## [Task to complete]
Retype the listing character for character, starting at its first line and ending at the line that contains "M 52 42 L 53", both included. Leave the pictures out.

* begin *

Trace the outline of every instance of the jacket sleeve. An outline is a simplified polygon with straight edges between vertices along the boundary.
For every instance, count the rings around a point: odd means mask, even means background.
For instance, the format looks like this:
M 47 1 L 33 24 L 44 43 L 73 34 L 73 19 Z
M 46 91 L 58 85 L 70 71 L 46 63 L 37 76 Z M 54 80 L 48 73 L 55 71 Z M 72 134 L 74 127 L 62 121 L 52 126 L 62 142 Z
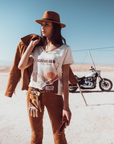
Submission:
M 20 47 L 20 43 L 18 44 L 17 49 L 16 49 L 13 65 L 10 70 L 7 87 L 5 90 L 5 96 L 8 96 L 8 97 L 12 97 L 15 91 L 15 88 L 17 86 L 17 83 L 19 82 L 21 78 L 21 70 L 18 69 L 18 63 L 20 61 L 19 47 Z

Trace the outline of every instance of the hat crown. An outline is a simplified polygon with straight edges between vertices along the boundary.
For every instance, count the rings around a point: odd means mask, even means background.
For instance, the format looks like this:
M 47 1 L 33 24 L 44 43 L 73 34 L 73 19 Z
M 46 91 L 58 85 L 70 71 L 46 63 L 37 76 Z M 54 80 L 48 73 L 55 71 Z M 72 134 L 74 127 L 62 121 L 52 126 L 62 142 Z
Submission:
M 45 11 L 42 19 L 52 20 L 56 22 L 60 22 L 60 16 L 58 13 L 53 11 Z

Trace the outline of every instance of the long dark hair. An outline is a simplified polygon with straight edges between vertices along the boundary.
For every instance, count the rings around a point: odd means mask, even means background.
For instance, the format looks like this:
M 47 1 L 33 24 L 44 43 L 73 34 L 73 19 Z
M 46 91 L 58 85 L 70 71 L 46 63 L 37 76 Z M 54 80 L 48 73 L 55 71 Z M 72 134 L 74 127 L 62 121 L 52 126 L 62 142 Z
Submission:
M 52 42 L 53 45 L 63 45 L 66 44 L 66 40 L 64 37 L 62 37 L 61 35 L 61 26 L 57 23 L 53 23 L 53 32 L 52 32 L 52 36 L 50 38 L 50 41 Z M 47 44 L 46 41 L 46 37 L 42 36 L 41 33 L 41 37 L 42 37 L 42 41 L 43 41 L 43 45 Z

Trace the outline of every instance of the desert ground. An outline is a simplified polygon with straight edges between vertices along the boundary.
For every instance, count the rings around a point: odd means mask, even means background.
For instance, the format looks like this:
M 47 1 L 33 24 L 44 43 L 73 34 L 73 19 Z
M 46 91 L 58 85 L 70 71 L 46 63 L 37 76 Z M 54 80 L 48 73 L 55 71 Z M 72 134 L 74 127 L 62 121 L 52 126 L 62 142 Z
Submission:
M 89 73 L 90 65 L 72 65 L 81 77 Z M 19 82 L 12 98 L 4 96 L 10 66 L 0 67 L 0 144 L 30 144 L 31 131 L 26 109 L 26 93 Z M 96 66 L 101 76 L 114 84 L 114 66 Z M 65 129 L 68 144 L 114 144 L 114 87 L 110 92 L 83 90 L 88 106 L 77 90 L 69 93 L 72 119 Z M 54 144 L 50 120 L 45 109 L 43 144 Z

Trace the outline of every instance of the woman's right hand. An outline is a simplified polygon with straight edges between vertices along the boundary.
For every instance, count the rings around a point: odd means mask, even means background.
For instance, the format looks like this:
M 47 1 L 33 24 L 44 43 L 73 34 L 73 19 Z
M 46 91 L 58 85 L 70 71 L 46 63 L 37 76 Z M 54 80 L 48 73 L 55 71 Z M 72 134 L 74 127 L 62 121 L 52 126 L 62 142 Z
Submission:
M 34 48 L 39 43 L 39 41 L 40 41 L 39 39 L 31 40 L 30 43 L 29 43 L 29 46 Z

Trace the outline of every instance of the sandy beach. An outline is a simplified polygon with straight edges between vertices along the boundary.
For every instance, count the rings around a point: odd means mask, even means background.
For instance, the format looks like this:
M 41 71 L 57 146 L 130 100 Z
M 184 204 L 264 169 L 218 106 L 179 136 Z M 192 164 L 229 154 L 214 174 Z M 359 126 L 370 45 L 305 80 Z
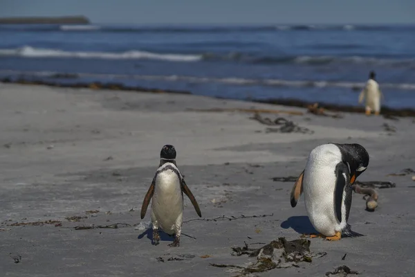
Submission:
M 0 96 L 3 276 L 235 276 L 210 264 L 244 266 L 256 258 L 232 256 L 232 247 L 296 240 L 310 231 L 302 197 L 295 208 L 290 205 L 293 182 L 273 178 L 298 176 L 310 151 L 329 142 L 362 145 L 370 162 L 358 181 L 390 181 L 396 187 L 377 190 L 373 213 L 365 211 L 363 195 L 353 194 L 349 222 L 365 236 L 311 239 L 311 251 L 326 254 L 255 274 L 324 276 L 342 265 L 363 276 L 415 270 L 415 173 L 387 176 L 415 169 L 414 118 L 342 113 L 334 118 L 192 95 L 4 83 Z M 300 112 L 261 115 L 283 117 L 307 132 L 267 132 L 270 126 L 252 119 L 252 113 L 197 111 L 219 108 Z M 167 236 L 151 245 L 142 227 L 149 213 L 140 220 L 167 143 L 177 150 L 178 166 L 202 212 L 201 220 L 191 220 L 199 217 L 185 197 L 188 236 L 178 248 L 167 247 L 172 239 Z M 82 228 L 92 224 L 107 228 Z

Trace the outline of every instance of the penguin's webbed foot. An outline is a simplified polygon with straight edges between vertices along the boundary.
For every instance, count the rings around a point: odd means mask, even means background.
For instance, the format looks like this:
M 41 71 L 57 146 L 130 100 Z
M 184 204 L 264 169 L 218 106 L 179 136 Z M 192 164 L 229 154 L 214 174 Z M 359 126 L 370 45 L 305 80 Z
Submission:
M 157 245 L 160 243 L 160 235 L 157 229 L 153 229 L 153 244 Z
M 335 232 L 335 234 L 333 236 L 326 237 L 326 240 L 330 240 L 330 241 L 340 240 L 341 238 L 342 238 L 342 233 Z
M 176 236 L 174 241 L 169 244 L 170 247 L 178 247 L 180 246 L 180 237 Z

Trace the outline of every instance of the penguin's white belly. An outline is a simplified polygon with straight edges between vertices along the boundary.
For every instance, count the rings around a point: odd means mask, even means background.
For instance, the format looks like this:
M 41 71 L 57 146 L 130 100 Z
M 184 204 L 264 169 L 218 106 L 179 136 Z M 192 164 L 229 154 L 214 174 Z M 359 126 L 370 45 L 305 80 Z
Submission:
M 333 236 L 342 230 L 334 206 L 335 184 L 332 167 L 311 165 L 304 172 L 303 193 L 306 211 L 314 228 L 326 236 Z
M 378 111 L 380 107 L 380 96 L 379 96 L 379 93 L 373 89 L 368 91 L 366 105 L 374 111 Z
M 151 221 L 168 234 L 175 233 L 176 224 L 181 219 L 183 211 L 183 197 L 180 180 L 171 170 L 160 173 L 156 179 L 156 186 L 151 203 Z

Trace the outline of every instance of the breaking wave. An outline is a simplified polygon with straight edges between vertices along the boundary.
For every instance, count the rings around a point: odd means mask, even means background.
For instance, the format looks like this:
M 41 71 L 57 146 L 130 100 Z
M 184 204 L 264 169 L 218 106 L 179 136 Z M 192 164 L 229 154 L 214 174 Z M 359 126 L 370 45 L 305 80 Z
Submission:
M 252 55 L 248 53 L 232 52 L 228 54 L 205 53 L 199 54 L 158 53 L 139 50 L 124 52 L 66 51 L 64 50 L 35 48 L 29 46 L 15 48 L 0 49 L 0 57 L 13 56 L 38 58 L 77 58 L 107 60 L 155 60 L 167 62 L 234 62 L 248 64 L 298 64 L 324 65 L 330 64 L 353 64 L 409 66 L 415 69 L 415 58 L 385 58 L 362 56 L 338 57 L 331 55 L 281 55 L 268 56 Z
M 202 58 L 201 55 L 198 55 L 159 54 L 140 51 L 129 51 L 122 53 L 72 52 L 48 48 L 37 48 L 31 46 L 24 46 L 13 49 L 0 49 L 0 56 L 109 60 L 147 59 L 169 62 L 196 62 Z

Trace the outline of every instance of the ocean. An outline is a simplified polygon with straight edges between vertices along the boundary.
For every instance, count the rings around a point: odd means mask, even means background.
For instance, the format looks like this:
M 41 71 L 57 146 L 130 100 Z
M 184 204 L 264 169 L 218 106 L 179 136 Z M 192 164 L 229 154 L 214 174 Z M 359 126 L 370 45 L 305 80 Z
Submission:
M 415 26 L 0 25 L 0 78 L 415 107 Z

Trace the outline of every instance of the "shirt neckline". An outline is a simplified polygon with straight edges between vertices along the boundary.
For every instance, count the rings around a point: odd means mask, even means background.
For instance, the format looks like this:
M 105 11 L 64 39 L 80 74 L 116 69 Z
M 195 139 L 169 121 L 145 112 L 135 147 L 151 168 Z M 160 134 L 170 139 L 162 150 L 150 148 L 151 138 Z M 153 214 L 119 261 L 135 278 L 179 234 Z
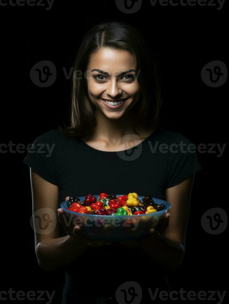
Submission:
M 135 148 L 137 147 L 140 146 L 140 145 L 142 145 L 143 144 L 143 143 L 145 143 L 147 140 L 150 137 L 151 137 L 152 136 L 154 136 L 156 133 L 157 133 L 159 131 L 159 128 L 156 127 L 154 131 L 152 133 L 151 133 L 150 135 L 149 135 L 148 136 L 147 136 L 147 137 L 145 138 L 145 139 L 143 140 L 140 143 L 140 144 L 139 144 L 135 146 L 134 147 L 133 147 L 132 148 L 131 148 L 129 149 L 128 149 L 127 150 L 123 150 L 121 151 L 102 151 L 100 150 L 97 150 L 97 149 L 95 149 L 94 148 L 92 148 L 92 147 L 91 147 L 89 145 L 87 144 L 86 144 L 86 142 L 84 142 L 81 139 L 80 139 L 80 141 L 82 143 L 83 145 L 84 145 L 85 147 L 87 148 L 89 150 L 90 150 L 91 151 L 94 152 L 95 153 L 97 153 L 100 154 L 109 154 L 110 155 L 115 155 L 115 154 L 117 154 L 118 152 L 123 152 L 124 151 L 129 151 L 131 150 L 132 149 Z

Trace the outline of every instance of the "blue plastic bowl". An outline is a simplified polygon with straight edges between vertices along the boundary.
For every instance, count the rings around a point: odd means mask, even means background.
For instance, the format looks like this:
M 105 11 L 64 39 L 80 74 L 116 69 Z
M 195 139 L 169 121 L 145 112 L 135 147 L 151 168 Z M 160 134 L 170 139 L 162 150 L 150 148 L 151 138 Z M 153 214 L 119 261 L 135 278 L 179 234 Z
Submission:
M 116 194 L 117 197 L 122 194 Z M 93 195 L 98 199 L 99 195 Z M 77 197 L 84 201 L 85 196 Z M 141 199 L 144 196 L 138 196 Z M 69 221 L 73 221 L 74 226 L 81 227 L 85 236 L 97 239 L 119 242 L 138 239 L 146 235 L 150 228 L 156 227 L 164 214 L 171 206 L 169 203 L 162 199 L 152 198 L 156 204 L 164 204 L 164 210 L 148 214 L 138 215 L 97 215 L 78 213 L 67 210 L 68 201 L 61 203 L 61 207 L 64 210 Z

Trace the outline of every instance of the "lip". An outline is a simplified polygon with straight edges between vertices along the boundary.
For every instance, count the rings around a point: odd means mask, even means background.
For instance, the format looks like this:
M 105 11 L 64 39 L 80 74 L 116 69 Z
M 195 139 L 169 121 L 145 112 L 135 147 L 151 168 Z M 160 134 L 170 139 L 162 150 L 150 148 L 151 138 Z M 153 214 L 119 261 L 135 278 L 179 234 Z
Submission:
M 108 105 L 108 104 L 105 101 L 105 99 L 104 100 L 102 99 L 102 98 L 100 98 L 100 99 L 103 102 L 103 103 L 104 104 L 105 104 L 106 105 L 107 107 L 107 108 L 109 108 L 109 109 L 112 109 L 114 110 L 115 109 L 118 109 L 119 108 L 120 108 L 125 103 L 125 102 L 127 100 L 127 99 L 128 99 L 128 98 L 124 98 L 124 101 L 123 101 L 122 102 L 121 102 L 121 103 L 120 103 L 119 105 Z M 108 101 L 110 101 L 109 99 L 107 99 L 106 100 L 107 100 Z M 119 100 L 123 100 L 123 99 Z

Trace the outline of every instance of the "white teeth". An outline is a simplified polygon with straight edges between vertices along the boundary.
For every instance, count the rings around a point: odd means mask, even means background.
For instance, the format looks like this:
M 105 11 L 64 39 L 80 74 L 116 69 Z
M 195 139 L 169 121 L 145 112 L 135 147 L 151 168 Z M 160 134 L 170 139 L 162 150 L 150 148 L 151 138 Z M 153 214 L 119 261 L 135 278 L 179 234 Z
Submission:
M 123 102 L 123 100 L 118 102 L 115 101 L 115 102 L 113 102 L 113 101 L 109 101 L 108 100 L 106 100 L 106 102 L 108 103 L 108 105 L 119 105 L 121 102 Z

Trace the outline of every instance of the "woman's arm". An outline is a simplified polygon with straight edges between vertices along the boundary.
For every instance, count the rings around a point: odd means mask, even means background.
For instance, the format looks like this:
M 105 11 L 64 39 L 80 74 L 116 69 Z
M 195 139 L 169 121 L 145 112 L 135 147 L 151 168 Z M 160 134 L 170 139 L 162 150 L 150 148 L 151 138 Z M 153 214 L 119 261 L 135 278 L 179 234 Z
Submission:
M 139 240 L 145 252 L 166 270 L 173 270 L 178 267 L 185 254 L 185 235 L 194 176 L 194 174 L 178 185 L 166 190 L 166 199 L 171 208 L 166 212 L 160 224 L 152 230 L 153 233 Z
M 39 266 L 52 271 L 73 261 L 87 246 L 69 235 L 60 237 L 58 187 L 31 168 L 30 174 L 36 255 Z

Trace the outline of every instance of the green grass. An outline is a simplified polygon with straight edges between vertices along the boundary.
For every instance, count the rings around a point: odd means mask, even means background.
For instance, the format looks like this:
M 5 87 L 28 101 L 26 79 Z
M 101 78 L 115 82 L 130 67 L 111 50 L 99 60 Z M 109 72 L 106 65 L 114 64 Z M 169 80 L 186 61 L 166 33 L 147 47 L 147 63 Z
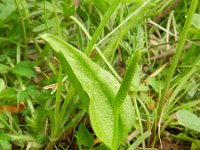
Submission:
M 0 149 L 199 149 L 200 3 L 176 2 L 0 1 Z

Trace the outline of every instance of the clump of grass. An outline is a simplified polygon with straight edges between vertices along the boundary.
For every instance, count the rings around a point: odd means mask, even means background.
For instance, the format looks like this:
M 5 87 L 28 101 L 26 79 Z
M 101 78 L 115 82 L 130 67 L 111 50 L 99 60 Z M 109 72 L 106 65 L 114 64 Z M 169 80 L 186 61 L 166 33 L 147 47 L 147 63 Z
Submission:
M 198 149 L 198 5 L 2 1 L 0 147 Z

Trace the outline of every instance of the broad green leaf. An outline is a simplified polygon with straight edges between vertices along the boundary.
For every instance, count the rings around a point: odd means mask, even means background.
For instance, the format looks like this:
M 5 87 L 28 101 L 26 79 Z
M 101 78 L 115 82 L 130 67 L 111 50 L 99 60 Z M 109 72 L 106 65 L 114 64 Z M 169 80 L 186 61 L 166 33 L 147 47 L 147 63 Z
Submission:
M 12 69 L 12 72 L 27 78 L 35 76 L 33 65 L 29 61 L 21 61 Z
M 97 137 L 112 148 L 114 116 L 112 102 L 120 83 L 78 49 L 63 40 L 46 34 L 42 38 L 53 48 L 70 82 L 87 107 Z M 127 96 L 119 111 L 118 143 L 127 136 L 134 122 L 134 111 Z
M 78 134 L 77 134 L 77 143 L 78 145 L 85 145 L 91 147 L 93 145 L 94 138 L 91 133 L 88 131 L 87 127 L 84 124 L 79 125 Z
M 200 118 L 187 110 L 176 112 L 178 123 L 186 128 L 200 132 Z

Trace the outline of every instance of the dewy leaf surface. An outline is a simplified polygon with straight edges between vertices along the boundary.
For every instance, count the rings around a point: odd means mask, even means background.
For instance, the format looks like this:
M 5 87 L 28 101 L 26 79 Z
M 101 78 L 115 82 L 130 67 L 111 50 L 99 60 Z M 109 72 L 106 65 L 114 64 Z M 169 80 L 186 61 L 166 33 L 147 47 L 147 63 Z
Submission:
M 87 106 L 95 134 L 112 148 L 114 131 L 112 101 L 120 83 L 111 73 L 102 69 L 70 44 L 49 34 L 41 37 L 53 48 L 70 82 Z M 127 96 L 119 112 L 119 143 L 127 136 L 133 122 L 133 105 Z

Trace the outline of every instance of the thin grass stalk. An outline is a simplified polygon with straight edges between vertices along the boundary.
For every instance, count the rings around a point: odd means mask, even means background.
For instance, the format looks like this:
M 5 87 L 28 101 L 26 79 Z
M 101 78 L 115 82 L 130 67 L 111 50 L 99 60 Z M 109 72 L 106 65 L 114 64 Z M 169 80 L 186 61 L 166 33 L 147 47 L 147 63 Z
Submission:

* end *

## [Expected output]
Trace the outline of every instance of the jacket sleeve. An outline is a simplified polygon with straight edges between vertices along the boundary.
For every instance, count the rings around a point: odd means mask, even means background.
For instance, the format looks like this:
M 47 1 L 33 24 L 44 43 L 73 34 L 73 19 Z
M 46 91 L 58 85 L 70 71 L 46 63 L 37 76 Z M 54 80 L 48 73 L 55 71 Z M 72 134 L 74 127 L 62 121 L 52 126 L 62 142 Z
Submission:
M 20 47 L 20 43 L 18 44 L 17 49 L 16 49 L 13 65 L 10 70 L 7 87 L 5 90 L 5 96 L 8 96 L 8 97 L 12 97 L 15 91 L 15 88 L 17 86 L 17 83 L 19 82 L 21 78 L 21 70 L 18 69 L 18 63 L 20 61 L 19 47 Z

Trace the outline of every instance of the hat crown. An outline is a simplified polygon with straight edges between vertices along the boundary.
For every instance, count the rings around a point: odd means mask, even means background.
For instance, the format looks like this:
M 47 1 L 33 24 L 44 43 L 73 34 L 73 19 Z
M 46 91 L 58 85 L 70 71 L 46 63 L 37 76 Z M 54 80 L 48 73 L 55 71 Z M 72 134 L 74 127 L 62 121 L 52 126 L 62 142 Z
Submission:
M 45 11 L 42 19 L 52 20 L 56 22 L 60 22 L 60 16 L 58 13 L 53 11 Z

Trace the outline of every instance of the long dark hair. An outline is a simplified polygon with straight edges between vertices along the boundary.
For every instance, count the rings around a point: odd means mask, even means background.
For instance, the format looks like this:
M 47 1 L 33 24 L 44 43 L 73 34 L 73 19 Z
M 46 91 L 58 85 L 70 71 L 46 63 L 37 76 Z M 54 80 L 48 73 L 55 71 Z M 72 134 L 74 127 L 62 121 L 52 126 L 62 142 Z
Submission:
M 52 42 L 53 45 L 63 45 L 66 44 L 66 40 L 64 37 L 62 37 L 61 35 L 61 26 L 57 23 L 53 23 L 53 32 L 52 32 L 52 36 L 50 38 L 50 41 Z M 47 44 L 46 41 L 46 37 L 42 36 L 41 33 L 41 37 L 42 37 L 42 41 L 43 41 L 43 45 Z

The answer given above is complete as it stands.